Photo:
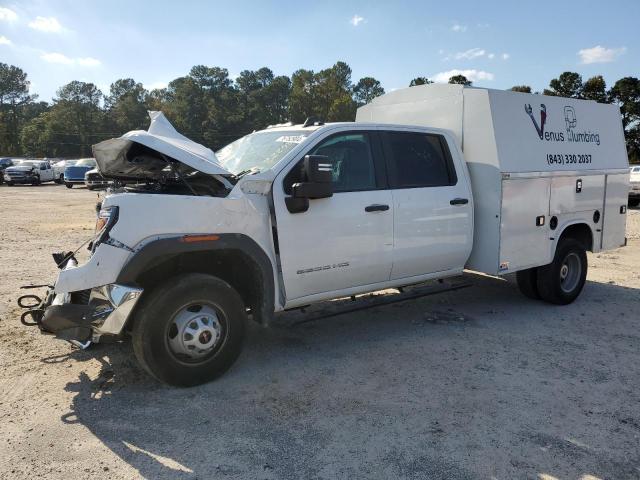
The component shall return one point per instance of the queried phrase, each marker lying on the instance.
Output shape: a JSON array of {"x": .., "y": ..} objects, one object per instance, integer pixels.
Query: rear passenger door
[{"x": 433, "y": 220}]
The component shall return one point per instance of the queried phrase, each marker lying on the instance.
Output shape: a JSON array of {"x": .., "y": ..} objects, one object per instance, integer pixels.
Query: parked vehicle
[
  {"x": 32, "y": 172},
  {"x": 59, "y": 168},
  {"x": 427, "y": 182},
  {"x": 94, "y": 180},
  {"x": 634, "y": 186},
  {"x": 4, "y": 163},
  {"x": 74, "y": 174}
]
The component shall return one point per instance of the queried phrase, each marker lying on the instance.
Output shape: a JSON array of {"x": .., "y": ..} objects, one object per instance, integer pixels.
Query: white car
[
  {"x": 634, "y": 186},
  {"x": 297, "y": 214}
]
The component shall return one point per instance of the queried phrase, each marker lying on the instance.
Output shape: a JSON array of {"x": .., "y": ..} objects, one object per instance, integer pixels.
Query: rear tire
[
  {"x": 189, "y": 330},
  {"x": 561, "y": 281},
  {"x": 527, "y": 283}
]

--------------------

• **What is needed**:
Give every record again word for word, pictures excluded.

• **Result**:
Photo:
The component shall return one point per instance of the queried phrase, each marker lying on the instance.
Output shape: a JSON array of {"x": .., "y": ..} objects, one object per instance, integer pixels.
Query: rear passenger door
[{"x": 433, "y": 220}]
The component shall return one point per instance of the queried phrase, each marker lying on the instance.
Output shape: a JSON array of {"x": .., "y": ..} objects, one object per instance, integer pixels.
Query: parked vehicle
[
  {"x": 32, "y": 172},
  {"x": 59, "y": 168},
  {"x": 427, "y": 182},
  {"x": 94, "y": 180},
  {"x": 634, "y": 186},
  {"x": 4, "y": 163},
  {"x": 74, "y": 174}
]
The component shall return one point per instance of the queried phrase, each marker lying on the instance.
Output shape: a JSON array of {"x": .., "y": ..} objects, one object per instance, integer pixels.
Query: white car
[
  {"x": 634, "y": 186},
  {"x": 297, "y": 214}
]
The component shall return one point per instance of the queried phrase, each marker lying on the instance.
Output shape: a JSON array of {"x": .., "y": ..} objects, one object per instance, integer pixels.
Query: rear tire
[
  {"x": 189, "y": 330},
  {"x": 561, "y": 281},
  {"x": 527, "y": 283}
]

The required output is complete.